_AIM OF THE EXERCISE_
Using the listing below, select the lines with the word "green" and copy them.

Start of MATERIAL SHOWN

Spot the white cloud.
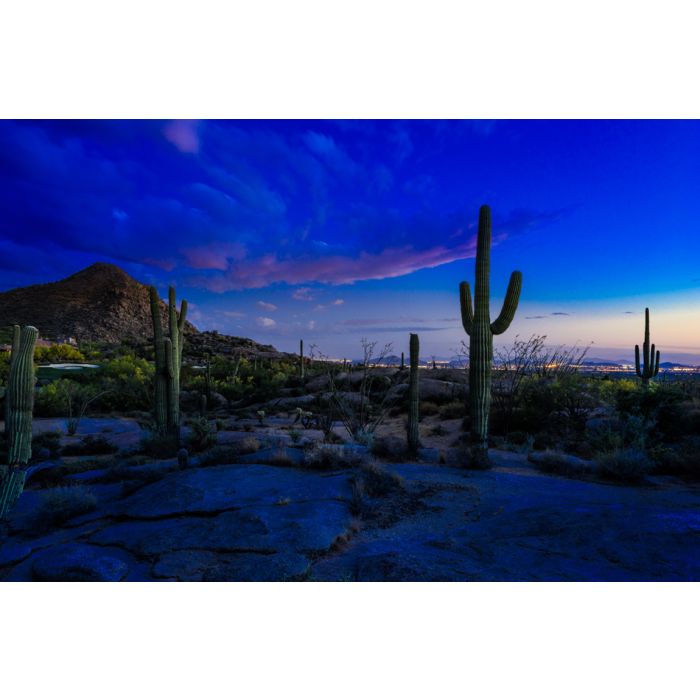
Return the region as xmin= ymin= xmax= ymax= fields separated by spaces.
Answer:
xmin=256 ymin=316 xmax=277 ymax=328
xmin=292 ymin=287 xmax=314 ymax=301
xmin=257 ymin=300 xmax=278 ymax=312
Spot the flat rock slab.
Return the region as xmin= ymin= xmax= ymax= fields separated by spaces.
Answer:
xmin=91 ymin=500 xmax=349 ymax=556
xmin=312 ymin=459 xmax=700 ymax=581
xmin=30 ymin=543 xmax=130 ymax=581
xmin=115 ymin=464 xmax=352 ymax=519
xmin=152 ymin=549 xmax=310 ymax=581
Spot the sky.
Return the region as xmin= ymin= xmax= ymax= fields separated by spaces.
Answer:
xmin=1 ymin=119 xmax=699 ymax=362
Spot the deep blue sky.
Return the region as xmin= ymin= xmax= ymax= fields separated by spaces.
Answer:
xmin=1 ymin=120 xmax=699 ymax=360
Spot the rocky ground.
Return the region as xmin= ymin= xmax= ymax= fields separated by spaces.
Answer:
xmin=2 ymin=417 xmax=700 ymax=581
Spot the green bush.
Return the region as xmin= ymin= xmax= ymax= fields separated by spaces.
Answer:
xmin=596 ymin=448 xmax=653 ymax=483
xmin=187 ymin=417 xmax=217 ymax=452
xmin=31 ymin=486 xmax=97 ymax=531
xmin=35 ymin=344 xmax=86 ymax=364
xmin=32 ymin=431 xmax=63 ymax=458
xmin=61 ymin=435 xmax=118 ymax=457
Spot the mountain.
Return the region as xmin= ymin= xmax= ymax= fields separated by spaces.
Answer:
xmin=0 ymin=263 xmax=281 ymax=358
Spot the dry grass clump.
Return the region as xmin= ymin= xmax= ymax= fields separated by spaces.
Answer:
xmin=304 ymin=445 xmax=370 ymax=471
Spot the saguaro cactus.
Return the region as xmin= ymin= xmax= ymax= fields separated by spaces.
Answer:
xmin=1 ymin=324 xmax=38 ymax=518
xmin=401 ymin=351 xmax=405 ymax=370
xmin=635 ymin=307 xmax=660 ymax=386
xmin=299 ymin=339 xmax=305 ymax=380
xmin=460 ymin=205 xmax=522 ymax=466
xmin=407 ymin=333 xmax=420 ymax=452
xmin=149 ymin=286 xmax=188 ymax=440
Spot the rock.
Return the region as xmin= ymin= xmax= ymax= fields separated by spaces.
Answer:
xmin=152 ymin=550 xmax=310 ymax=582
xmin=113 ymin=463 xmax=352 ymax=519
xmin=31 ymin=544 xmax=129 ymax=581
xmin=236 ymin=447 xmax=305 ymax=467
xmin=0 ymin=542 xmax=32 ymax=568
xmin=418 ymin=447 xmax=441 ymax=463
xmin=90 ymin=500 xmax=350 ymax=557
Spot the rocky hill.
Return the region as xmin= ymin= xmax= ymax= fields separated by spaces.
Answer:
xmin=0 ymin=262 xmax=282 ymax=358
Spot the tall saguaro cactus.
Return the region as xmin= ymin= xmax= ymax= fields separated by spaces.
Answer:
xmin=149 ymin=286 xmax=188 ymax=440
xmin=407 ymin=333 xmax=420 ymax=452
xmin=635 ymin=307 xmax=660 ymax=386
xmin=1 ymin=324 xmax=38 ymax=519
xmin=460 ymin=205 xmax=522 ymax=465
xmin=299 ymin=339 xmax=305 ymax=380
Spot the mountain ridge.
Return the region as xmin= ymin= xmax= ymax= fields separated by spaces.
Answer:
xmin=0 ymin=262 xmax=281 ymax=358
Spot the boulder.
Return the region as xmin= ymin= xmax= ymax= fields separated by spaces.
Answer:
xmin=31 ymin=544 xmax=129 ymax=581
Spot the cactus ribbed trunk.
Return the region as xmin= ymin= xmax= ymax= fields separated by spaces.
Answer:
xmin=400 ymin=351 xmax=405 ymax=371
xmin=7 ymin=325 xmax=38 ymax=465
xmin=635 ymin=307 xmax=660 ymax=387
xmin=1 ymin=325 xmax=38 ymax=519
xmin=299 ymin=339 xmax=305 ymax=381
xmin=150 ymin=286 xmax=188 ymax=441
xmin=460 ymin=206 xmax=522 ymax=467
xmin=407 ymin=333 xmax=420 ymax=452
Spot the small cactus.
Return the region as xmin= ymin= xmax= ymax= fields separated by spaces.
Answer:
xmin=400 ymin=351 xmax=405 ymax=370
xmin=635 ymin=307 xmax=660 ymax=386
xmin=407 ymin=333 xmax=420 ymax=452
xmin=460 ymin=205 xmax=522 ymax=466
xmin=177 ymin=447 xmax=189 ymax=469
xmin=299 ymin=339 xmax=305 ymax=380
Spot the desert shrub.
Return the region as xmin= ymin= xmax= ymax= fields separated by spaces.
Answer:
xmin=187 ymin=417 xmax=217 ymax=452
xmin=288 ymin=428 xmax=303 ymax=445
xmin=596 ymin=448 xmax=653 ymax=483
xmin=528 ymin=450 xmax=588 ymax=476
xmin=439 ymin=400 xmax=465 ymax=420
xmin=371 ymin=435 xmax=411 ymax=462
xmin=199 ymin=437 xmax=262 ymax=466
xmin=32 ymin=486 xmax=97 ymax=530
xmin=304 ymin=445 xmax=370 ymax=471
xmin=358 ymin=462 xmax=404 ymax=497
xmin=34 ymin=344 xmax=86 ymax=364
xmin=32 ymin=431 xmax=63 ymax=458
xmin=650 ymin=439 xmax=700 ymax=479
xmin=140 ymin=430 xmax=179 ymax=459
xmin=420 ymin=401 xmax=440 ymax=416
xmin=267 ymin=449 xmax=294 ymax=467
xmin=61 ymin=435 xmax=118 ymax=456
xmin=585 ymin=414 xmax=648 ymax=453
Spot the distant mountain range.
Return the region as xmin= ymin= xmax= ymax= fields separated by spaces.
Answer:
xmin=0 ymin=263 xmax=282 ymax=359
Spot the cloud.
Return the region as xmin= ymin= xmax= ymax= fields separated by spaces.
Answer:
xmin=163 ymin=120 xmax=200 ymax=154
xmin=551 ymin=312 xmax=571 ymax=316
xmin=526 ymin=315 xmax=547 ymax=319
xmin=292 ymin=287 xmax=315 ymax=301
xmin=302 ymin=131 xmax=359 ymax=179
xmin=256 ymin=316 xmax=276 ymax=328
xmin=314 ymin=298 xmax=345 ymax=311
xmin=257 ymin=301 xmax=278 ymax=312
xmin=192 ymin=237 xmax=482 ymax=292
xmin=182 ymin=241 xmax=247 ymax=271
xmin=223 ymin=311 xmax=246 ymax=318
xmin=623 ymin=311 xmax=635 ymax=314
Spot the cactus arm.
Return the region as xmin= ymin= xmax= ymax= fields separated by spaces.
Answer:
xmin=654 ymin=349 xmax=660 ymax=376
xmin=460 ymin=282 xmax=474 ymax=335
xmin=490 ymin=271 xmax=523 ymax=335
xmin=634 ymin=344 xmax=642 ymax=377
xmin=178 ymin=299 xmax=188 ymax=332
xmin=164 ymin=338 xmax=174 ymax=379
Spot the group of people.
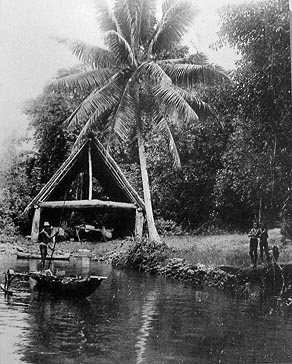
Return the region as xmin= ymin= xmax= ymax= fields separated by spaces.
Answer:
xmin=248 ymin=222 xmax=271 ymax=267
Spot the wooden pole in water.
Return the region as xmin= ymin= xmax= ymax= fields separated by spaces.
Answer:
xmin=47 ymin=235 xmax=57 ymax=270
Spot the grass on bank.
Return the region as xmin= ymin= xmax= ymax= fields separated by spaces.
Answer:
xmin=2 ymin=228 xmax=292 ymax=268
xmin=163 ymin=229 xmax=292 ymax=267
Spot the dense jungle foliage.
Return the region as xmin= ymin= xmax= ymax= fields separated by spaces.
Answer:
xmin=0 ymin=0 xmax=291 ymax=236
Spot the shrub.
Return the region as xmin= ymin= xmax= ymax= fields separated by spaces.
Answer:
xmin=155 ymin=218 xmax=183 ymax=236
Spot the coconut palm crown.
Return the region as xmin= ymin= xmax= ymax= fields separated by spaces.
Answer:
xmin=51 ymin=0 xmax=227 ymax=243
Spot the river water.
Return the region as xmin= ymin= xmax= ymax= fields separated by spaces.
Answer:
xmin=1 ymin=255 xmax=292 ymax=364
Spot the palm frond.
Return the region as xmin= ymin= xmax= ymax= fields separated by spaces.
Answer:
xmin=151 ymin=83 xmax=199 ymax=122
xmin=48 ymin=68 xmax=116 ymax=93
xmin=135 ymin=61 xmax=172 ymax=85
xmin=153 ymin=117 xmax=181 ymax=169
xmin=159 ymin=63 xmax=229 ymax=88
xmin=172 ymin=85 xmax=214 ymax=115
xmin=66 ymin=71 xmax=130 ymax=127
xmin=112 ymin=0 xmax=157 ymax=57
xmin=146 ymin=0 xmax=195 ymax=57
xmin=105 ymin=30 xmax=137 ymax=67
xmin=95 ymin=0 xmax=120 ymax=33
xmin=185 ymin=52 xmax=210 ymax=65
xmin=158 ymin=52 xmax=210 ymax=65
xmin=55 ymin=38 xmax=115 ymax=68
xmin=157 ymin=57 xmax=187 ymax=64
xmin=128 ymin=1 xmax=140 ymax=54
xmin=135 ymin=0 xmax=158 ymax=47
xmin=113 ymin=99 xmax=136 ymax=141
xmin=72 ymin=117 xmax=96 ymax=151
xmin=148 ymin=105 xmax=163 ymax=124
xmin=112 ymin=0 xmax=137 ymax=47
xmin=109 ymin=80 xmax=135 ymax=141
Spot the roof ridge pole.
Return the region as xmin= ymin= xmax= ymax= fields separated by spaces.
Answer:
xmin=88 ymin=140 xmax=93 ymax=201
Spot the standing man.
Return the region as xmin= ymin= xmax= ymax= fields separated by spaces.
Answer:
xmin=259 ymin=223 xmax=269 ymax=264
xmin=248 ymin=222 xmax=260 ymax=268
xmin=38 ymin=221 xmax=58 ymax=270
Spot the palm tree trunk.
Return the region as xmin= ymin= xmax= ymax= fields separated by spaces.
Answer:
xmin=136 ymin=119 xmax=161 ymax=244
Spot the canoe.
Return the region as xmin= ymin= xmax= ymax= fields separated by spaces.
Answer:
xmin=17 ymin=252 xmax=71 ymax=261
xmin=29 ymin=272 xmax=106 ymax=299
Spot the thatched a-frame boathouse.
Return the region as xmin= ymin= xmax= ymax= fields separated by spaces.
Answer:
xmin=24 ymin=137 xmax=145 ymax=242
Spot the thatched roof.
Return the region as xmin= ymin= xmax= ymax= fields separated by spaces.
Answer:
xmin=24 ymin=137 xmax=144 ymax=213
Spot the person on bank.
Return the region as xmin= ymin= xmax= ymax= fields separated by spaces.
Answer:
xmin=248 ymin=222 xmax=260 ymax=267
xmin=259 ymin=223 xmax=270 ymax=264
xmin=38 ymin=221 xmax=59 ymax=270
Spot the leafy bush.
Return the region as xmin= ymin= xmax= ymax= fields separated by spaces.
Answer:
xmin=155 ymin=218 xmax=183 ymax=236
xmin=0 ymin=216 xmax=19 ymax=243
xmin=113 ymin=238 xmax=170 ymax=270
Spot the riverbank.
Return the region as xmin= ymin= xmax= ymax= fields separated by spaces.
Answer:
xmin=1 ymin=228 xmax=290 ymax=265
xmin=1 ymin=229 xmax=292 ymax=294
xmin=108 ymin=229 xmax=292 ymax=296
xmin=165 ymin=228 xmax=291 ymax=266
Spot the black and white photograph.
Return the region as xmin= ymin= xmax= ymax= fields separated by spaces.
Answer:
xmin=0 ymin=0 xmax=292 ymax=363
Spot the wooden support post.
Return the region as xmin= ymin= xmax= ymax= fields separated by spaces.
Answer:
xmin=31 ymin=206 xmax=41 ymax=243
xmin=88 ymin=143 xmax=93 ymax=200
xmin=135 ymin=208 xmax=144 ymax=240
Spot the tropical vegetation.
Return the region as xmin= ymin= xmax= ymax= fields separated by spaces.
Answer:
xmin=1 ymin=0 xmax=291 ymax=240
xmin=47 ymin=0 xmax=227 ymax=242
xmin=214 ymin=0 xmax=292 ymax=230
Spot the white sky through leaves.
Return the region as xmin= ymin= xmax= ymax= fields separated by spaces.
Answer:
xmin=0 ymin=0 xmax=253 ymax=148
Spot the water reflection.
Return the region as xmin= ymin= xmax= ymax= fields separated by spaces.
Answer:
xmin=1 ymin=255 xmax=292 ymax=363
xmin=135 ymin=291 xmax=157 ymax=364
xmin=22 ymin=296 xmax=91 ymax=363
xmin=0 ymin=301 xmax=29 ymax=364
xmin=81 ymin=256 xmax=91 ymax=276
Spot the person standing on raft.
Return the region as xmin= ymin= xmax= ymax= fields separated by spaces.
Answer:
xmin=38 ymin=221 xmax=58 ymax=270
xmin=248 ymin=222 xmax=260 ymax=267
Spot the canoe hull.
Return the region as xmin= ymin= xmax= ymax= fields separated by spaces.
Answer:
xmin=29 ymin=273 xmax=105 ymax=299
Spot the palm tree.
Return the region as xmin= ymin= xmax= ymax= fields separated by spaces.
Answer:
xmin=51 ymin=0 xmax=227 ymax=243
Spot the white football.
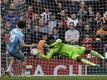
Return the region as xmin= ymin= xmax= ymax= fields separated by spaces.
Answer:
xmin=31 ymin=48 xmax=39 ymax=56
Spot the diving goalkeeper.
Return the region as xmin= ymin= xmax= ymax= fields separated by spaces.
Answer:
xmin=36 ymin=39 xmax=105 ymax=66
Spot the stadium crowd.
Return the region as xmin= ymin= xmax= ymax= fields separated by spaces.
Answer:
xmin=1 ymin=0 xmax=107 ymax=61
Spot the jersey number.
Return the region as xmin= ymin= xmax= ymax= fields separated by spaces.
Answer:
xmin=10 ymin=35 xmax=15 ymax=42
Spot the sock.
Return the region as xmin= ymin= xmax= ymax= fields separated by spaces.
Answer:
xmin=90 ymin=50 xmax=104 ymax=60
xmin=7 ymin=64 xmax=12 ymax=71
xmin=81 ymin=58 xmax=96 ymax=66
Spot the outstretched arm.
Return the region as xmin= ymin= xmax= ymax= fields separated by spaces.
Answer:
xmin=51 ymin=39 xmax=62 ymax=47
xmin=38 ymin=49 xmax=55 ymax=60
xmin=21 ymin=42 xmax=36 ymax=48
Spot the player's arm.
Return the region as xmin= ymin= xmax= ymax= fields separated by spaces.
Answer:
xmin=50 ymin=39 xmax=62 ymax=47
xmin=38 ymin=49 xmax=54 ymax=60
xmin=20 ymin=40 xmax=36 ymax=47
xmin=21 ymin=42 xmax=35 ymax=47
xmin=19 ymin=34 xmax=36 ymax=47
xmin=20 ymin=39 xmax=36 ymax=48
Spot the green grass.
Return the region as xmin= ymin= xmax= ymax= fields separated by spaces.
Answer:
xmin=1 ymin=76 xmax=107 ymax=80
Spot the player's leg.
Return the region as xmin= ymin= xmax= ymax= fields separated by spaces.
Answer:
xmin=13 ymin=50 xmax=27 ymax=76
xmin=71 ymin=54 xmax=97 ymax=66
xmin=84 ymin=48 xmax=104 ymax=60
xmin=6 ymin=57 xmax=14 ymax=72
xmin=6 ymin=56 xmax=15 ymax=76
xmin=21 ymin=59 xmax=27 ymax=76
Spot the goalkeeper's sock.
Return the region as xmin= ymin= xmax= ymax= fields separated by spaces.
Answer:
xmin=90 ymin=50 xmax=104 ymax=60
xmin=81 ymin=58 xmax=97 ymax=66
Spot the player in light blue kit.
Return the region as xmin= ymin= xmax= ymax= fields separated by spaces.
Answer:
xmin=6 ymin=21 xmax=35 ymax=76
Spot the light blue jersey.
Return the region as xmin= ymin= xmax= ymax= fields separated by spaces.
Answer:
xmin=7 ymin=28 xmax=26 ymax=61
xmin=7 ymin=28 xmax=24 ymax=53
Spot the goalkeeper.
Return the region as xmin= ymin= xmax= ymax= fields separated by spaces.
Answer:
xmin=36 ymin=39 xmax=105 ymax=66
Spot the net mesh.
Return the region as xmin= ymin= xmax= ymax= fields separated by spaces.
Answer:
xmin=1 ymin=0 xmax=107 ymax=76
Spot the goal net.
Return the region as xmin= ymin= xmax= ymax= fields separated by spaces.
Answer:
xmin=1 ymin=0 xmax=107 ymax=76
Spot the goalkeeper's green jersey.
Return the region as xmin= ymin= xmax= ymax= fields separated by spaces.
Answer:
xmin=47 ymin=39 xmax=85 ymax=59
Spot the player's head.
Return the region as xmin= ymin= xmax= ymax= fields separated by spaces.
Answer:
xmin=17 ymin=21 xmax=26 ymax=29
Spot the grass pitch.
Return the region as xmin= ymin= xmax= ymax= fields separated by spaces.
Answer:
xmin=0 ymin=76 xmax=107 ymax=80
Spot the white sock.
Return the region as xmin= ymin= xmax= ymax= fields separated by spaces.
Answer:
xmin=7 ymin=64 xmax=12 ymax=72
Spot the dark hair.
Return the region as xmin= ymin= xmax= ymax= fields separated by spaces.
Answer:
xmin=52 ymin=27 xmax=59 ymax=33
xmin=17 ymin=21 xmax=26 ymax=29
xmin=69 ymin=22 xmax=74 ymax=25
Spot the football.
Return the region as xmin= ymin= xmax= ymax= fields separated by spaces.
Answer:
xmin=31 ymin=48 xmax=39 ymax=56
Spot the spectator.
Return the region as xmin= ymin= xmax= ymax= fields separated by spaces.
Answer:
xmin=87 ymin=15 xmax=96 ymax=31
xmin=94 ymin=36 xmax=104 ymax=53
xmin=1 ymin=0 xmax=10 ymax=16
xmin=67 ymin=13 xmax=79 ymax=27
xmin=32 ymin=26 xmax=42 ymax=43
xmin=40 ymin=6 xmax=51 ymax=24
xmin=67 ymin=1 xmax=79 ymax=14
xmin=94 ymin=12 xmax=101 ymax=24
xmin=26 ymin=5 xmax=35 ymax=21
xmin=57 ymin=9 xmax=65 ymax=20
xmin=57 ymin=2 xmax=63 ymax=12
xmin=39 ymin=7 xmax=51 ymax=34
xmin=10 ymin=3 xmax=16 ymax=10
xmin=4 ymin=21 xmax=12 ymax=31
xmin=65 ymin=22 xmax=80 ymax=45
xmin=26 ymin=18 xmax=33 ymax=32
xmin=38 ymin=16 xmax=45 ymax=27
xmin=3 ymin=9 xmax=19 ymax=28
xmin=87 ymin=6 xmax=94 ymax=17
xmin=77 ymin=18 xmax=85 ymax=30
xmin=54 ymin=2 xmax=64 ymax=14
xmin=2 ymin=21 xmax=12 ymax=44
xmin=13 ymin=0 xmax=20 ymax=6
xmin=94 ymin=23 xmax=107 ymax=53
xmin=77 ymin=1 xmax=87 ymax=18
xmin=94 ymin=12 xmax=102 ymax=29
xmin=48 ymin=14 xmax=57 ymax=34
xmin=48 ymin=27 xmax=60 ymax=44
xmin=88 ymin=6 xmax=93 ymax=12
xmin=58 ymin=20 xmax=68 ymax=42
xmin=38 ymin=16 xmax=49 ymax=34
xmin=82 ymin=24 xmax=93 ymax=35
xmin=96 ymin=23 xmax=107 ymax=41
xmin=57 ymin=9 xmax=68 ymax=27
xmin=81 ymin=34 xmax=93 ymax=50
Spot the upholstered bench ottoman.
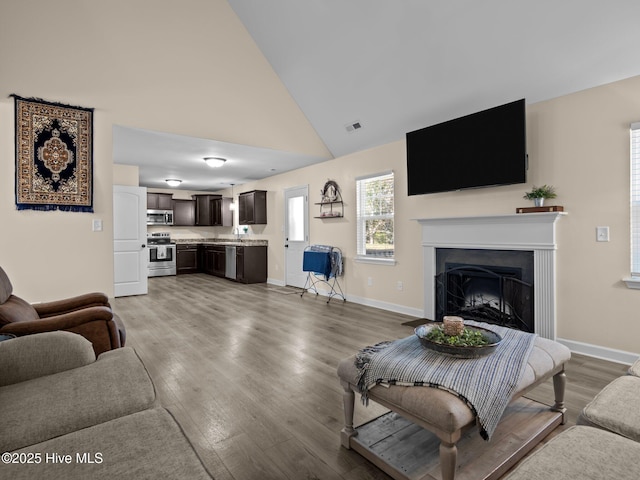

End of MATERIAL SHOWN

_RESPONSE AREA_
Spot the green bush.
Spot the green grass.
Spot the goalkeeper's green jersey.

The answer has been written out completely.